### AIM OF THE EXERCISE
Rewrite the items starting with the line that contains "of the high-rise" and going on through the end of the items, swapping "high-rise tower" for "tall building" and leaving everything else as it is.

### EXERCISE DATA
——————
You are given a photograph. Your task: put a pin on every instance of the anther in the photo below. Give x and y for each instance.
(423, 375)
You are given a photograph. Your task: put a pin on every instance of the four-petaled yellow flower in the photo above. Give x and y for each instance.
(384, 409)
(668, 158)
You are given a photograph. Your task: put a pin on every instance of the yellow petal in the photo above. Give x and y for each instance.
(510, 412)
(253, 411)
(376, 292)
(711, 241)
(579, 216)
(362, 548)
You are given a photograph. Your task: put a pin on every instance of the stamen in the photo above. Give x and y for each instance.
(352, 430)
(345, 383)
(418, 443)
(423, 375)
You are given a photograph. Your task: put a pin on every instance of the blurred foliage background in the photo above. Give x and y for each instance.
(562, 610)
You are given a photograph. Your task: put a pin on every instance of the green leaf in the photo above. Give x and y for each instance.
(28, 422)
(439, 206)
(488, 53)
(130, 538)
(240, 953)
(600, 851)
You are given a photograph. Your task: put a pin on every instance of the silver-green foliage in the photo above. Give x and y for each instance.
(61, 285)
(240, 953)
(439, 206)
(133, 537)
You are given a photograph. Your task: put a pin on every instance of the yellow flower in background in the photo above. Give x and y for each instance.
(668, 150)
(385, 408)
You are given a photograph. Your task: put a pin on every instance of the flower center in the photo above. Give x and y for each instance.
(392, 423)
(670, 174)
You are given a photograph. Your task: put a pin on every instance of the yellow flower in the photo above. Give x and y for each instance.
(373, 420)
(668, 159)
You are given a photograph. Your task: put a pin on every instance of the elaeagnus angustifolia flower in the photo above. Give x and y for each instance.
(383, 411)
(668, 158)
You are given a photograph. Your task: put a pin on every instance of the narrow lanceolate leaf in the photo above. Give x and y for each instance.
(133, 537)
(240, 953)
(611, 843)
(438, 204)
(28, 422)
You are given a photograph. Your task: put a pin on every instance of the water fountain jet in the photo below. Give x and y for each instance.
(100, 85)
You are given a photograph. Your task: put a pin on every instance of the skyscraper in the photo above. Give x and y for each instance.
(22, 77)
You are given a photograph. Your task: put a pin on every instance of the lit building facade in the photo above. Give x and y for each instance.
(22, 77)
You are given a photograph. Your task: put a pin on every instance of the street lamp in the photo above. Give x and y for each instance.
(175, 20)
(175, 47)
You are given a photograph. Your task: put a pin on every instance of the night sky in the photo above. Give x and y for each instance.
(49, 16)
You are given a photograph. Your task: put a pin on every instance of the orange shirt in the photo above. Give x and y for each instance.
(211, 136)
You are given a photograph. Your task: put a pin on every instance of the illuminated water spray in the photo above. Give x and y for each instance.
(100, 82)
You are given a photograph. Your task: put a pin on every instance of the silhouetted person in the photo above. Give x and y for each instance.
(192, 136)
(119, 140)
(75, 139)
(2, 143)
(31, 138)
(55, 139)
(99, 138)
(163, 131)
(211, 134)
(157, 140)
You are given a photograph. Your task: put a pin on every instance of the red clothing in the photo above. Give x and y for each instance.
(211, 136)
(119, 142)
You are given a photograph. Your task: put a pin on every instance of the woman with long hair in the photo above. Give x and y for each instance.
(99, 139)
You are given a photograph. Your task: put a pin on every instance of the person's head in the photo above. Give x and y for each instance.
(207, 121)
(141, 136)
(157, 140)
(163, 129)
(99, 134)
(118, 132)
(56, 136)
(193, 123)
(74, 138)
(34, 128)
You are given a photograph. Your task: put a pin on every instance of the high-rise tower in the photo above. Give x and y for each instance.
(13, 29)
——————
### CORRECT OUTPUT
You are given a photograph. Your task: put a pin on every instance of the tall building in the photo above. Give x and y for each instance.
(13, 29)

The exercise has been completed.